Passage provided.
--- START ---

Humility: True Greatness is a brief book, only about 120 pages, with fairly large print. If you're interested in deep theological study of the Bible's teaching on humility, maybe it isn't the book for you -- but where it really shines is applying the Bible's teaching practically. Mahaney includes a number of useful practical (and sometimes humorous) suggestions for fostering humility in our lives. (One is to laugh frequently and laugh at ourselves, surprisingly).

Mahaney also dedicates an entire chapter to inviting and pursuing correction, which is one of the reasons I like this book so much. I think this is something every Christian needs to hear, and something that is unfortunately neglected by many Christians, and much Christian preaching, in the present. Particularly, Mahaney discusses how we can be completely oblivious to things we're doing which are wrong, yet are quite obvious to others. So we need to seek out others who are willing to tell us when we've done something wrong, even if we don't want to hear it, and even pursue such correction. After all, if we're doing something that displeases God, we need to know about it so that we can repent and change.

This is a really important concept, I think. One of the doctrines of the Reformed faith is what we call "total depravity", which means that our whole beings are corrupted by sin. If this is the case, then even our consciences and inner selves are affected by sin -- and so it is quite likely, and perhaps even inevitable, that at times, we sin without realizing it, or without realizing the extent of it. If this is the case, then it means that we need others to help us apply the Scriptures to our own lives, so we see where we've done wrong. For a Biblical example of this, see this case of David in 2 Samuel 11-12. He sinned with Bathsheba, killing her husband Uriah and marrying her, and yet fails to confess and repent of his sin for a long time -- long enough that she gives birth to David's son. Finally, God sends the prophet Nathan to rebuke David (ch. 12) and David repents. But until Nathan came and confronted David, he did not confess and renounce his sin, and God was displeased. And we all can be like that from time to time, so we need men and women of God who are willing to come and confront us when we've sinned and are failing to repent. Mahaney's book gives us a very valuable reminder of this.

On this same issue, Mahaney argues that we can have pockets of spiritual blindness, yet be convinced we can see quite clearly -- and be offended with anyone who has the nerve to think they can see better than us. But he mentions Prov. 12:15, "The way of a fool is right in his own eyes, but a man listens to advice." He asks whether we're instead hoping to avoid correction, and suggests that we should instead actively be seeking it out, because we are never competent in discerning our own sin.

Mahaney doesn't say this explicitly, but I think this is one of the reasons why it's so important for Christians to be vitally involved in a local church. We need other Christians -- and especially Christian leaders -- who are able and willing to help us see when we've sinned and failed to recognize it. God has appointed "watchmen" (pastors, teachers, leaders) in the church partly for exactly this reason, and we need them in order to prosper as Christians.

Well, that's enough of a digression on inviting and pursuing correction. This is a really good book. It argues Biblically that pride is a sin that God particularly detests, and one that is particularly detrimental in the Christian life. We need to be reminded of this, as pride is far too often a comfortable sin, one people don't particularly mind confessing and don't try to avoid. The reality is, however, that God hates pride. Additionally, this book has a lot of helpful practical application and suggestions, and it's very well-written and Biblical. I highly recommend it. There is certainly a lot I can benefit from in this book, and I expect that would be true for most Christians.

Caveat: This book was provided through a book review program coordinated by the Diet of Bookworms.

--- END ---

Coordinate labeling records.
--- START ---

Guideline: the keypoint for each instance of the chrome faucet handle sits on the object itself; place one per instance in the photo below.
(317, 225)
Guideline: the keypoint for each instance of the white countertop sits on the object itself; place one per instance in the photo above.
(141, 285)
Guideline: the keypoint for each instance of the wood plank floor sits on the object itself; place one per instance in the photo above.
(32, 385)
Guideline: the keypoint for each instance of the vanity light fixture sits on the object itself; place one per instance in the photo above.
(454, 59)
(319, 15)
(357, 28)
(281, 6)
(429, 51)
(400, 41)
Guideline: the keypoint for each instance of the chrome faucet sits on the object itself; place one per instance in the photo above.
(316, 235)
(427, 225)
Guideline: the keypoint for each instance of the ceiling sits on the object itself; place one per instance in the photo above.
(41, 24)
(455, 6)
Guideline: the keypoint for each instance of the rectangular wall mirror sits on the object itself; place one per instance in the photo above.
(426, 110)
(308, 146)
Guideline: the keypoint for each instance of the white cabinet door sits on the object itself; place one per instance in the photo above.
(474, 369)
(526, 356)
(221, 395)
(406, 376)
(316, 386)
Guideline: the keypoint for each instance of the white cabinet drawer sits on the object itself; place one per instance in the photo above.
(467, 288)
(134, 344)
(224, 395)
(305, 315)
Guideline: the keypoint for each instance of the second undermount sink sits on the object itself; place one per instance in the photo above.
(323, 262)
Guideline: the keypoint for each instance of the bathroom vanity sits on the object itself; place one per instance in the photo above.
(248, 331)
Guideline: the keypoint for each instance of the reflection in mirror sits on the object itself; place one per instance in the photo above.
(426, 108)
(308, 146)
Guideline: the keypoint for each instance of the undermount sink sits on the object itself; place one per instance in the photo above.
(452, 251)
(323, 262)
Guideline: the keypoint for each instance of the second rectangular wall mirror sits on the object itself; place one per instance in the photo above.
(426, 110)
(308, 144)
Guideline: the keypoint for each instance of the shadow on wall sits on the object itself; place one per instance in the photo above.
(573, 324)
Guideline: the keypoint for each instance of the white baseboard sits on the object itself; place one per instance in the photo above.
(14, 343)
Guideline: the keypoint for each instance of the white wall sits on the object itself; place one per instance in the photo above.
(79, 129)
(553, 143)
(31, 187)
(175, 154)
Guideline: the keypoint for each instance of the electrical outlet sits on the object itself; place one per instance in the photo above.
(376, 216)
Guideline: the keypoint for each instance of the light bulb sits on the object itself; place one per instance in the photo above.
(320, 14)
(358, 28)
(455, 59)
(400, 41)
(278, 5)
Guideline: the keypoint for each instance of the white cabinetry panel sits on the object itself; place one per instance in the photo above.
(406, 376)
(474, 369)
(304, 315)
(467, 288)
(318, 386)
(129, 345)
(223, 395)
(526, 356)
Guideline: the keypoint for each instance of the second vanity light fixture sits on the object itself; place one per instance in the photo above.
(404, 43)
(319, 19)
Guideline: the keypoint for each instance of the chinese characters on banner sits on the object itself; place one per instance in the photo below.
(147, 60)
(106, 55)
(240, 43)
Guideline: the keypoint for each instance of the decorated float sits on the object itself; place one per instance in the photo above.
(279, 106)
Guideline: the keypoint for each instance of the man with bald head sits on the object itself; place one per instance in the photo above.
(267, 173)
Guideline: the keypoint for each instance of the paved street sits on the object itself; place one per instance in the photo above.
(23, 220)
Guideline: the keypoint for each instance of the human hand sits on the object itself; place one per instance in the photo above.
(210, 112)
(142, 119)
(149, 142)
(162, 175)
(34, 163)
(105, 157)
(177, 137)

--- END ---

Given task.
Using the book review, decide whether each statement agrees with it: (a) The book runs about 120 pages in fairly large print. (b) Mahaney explicitly states that Christians must be involved in a local church. (c) The reviewer got the book through a book review program. Answer yes or no for each and quote the review's words that settle it.

Answer to this task.
(a) Yes: "only about 120 pages, with fairly large print"
(b) No: "Mahaney doesn't say this explicitly"
(c) Yes: "This book was provided through a book review program coordinated by the Diet of Bookworms."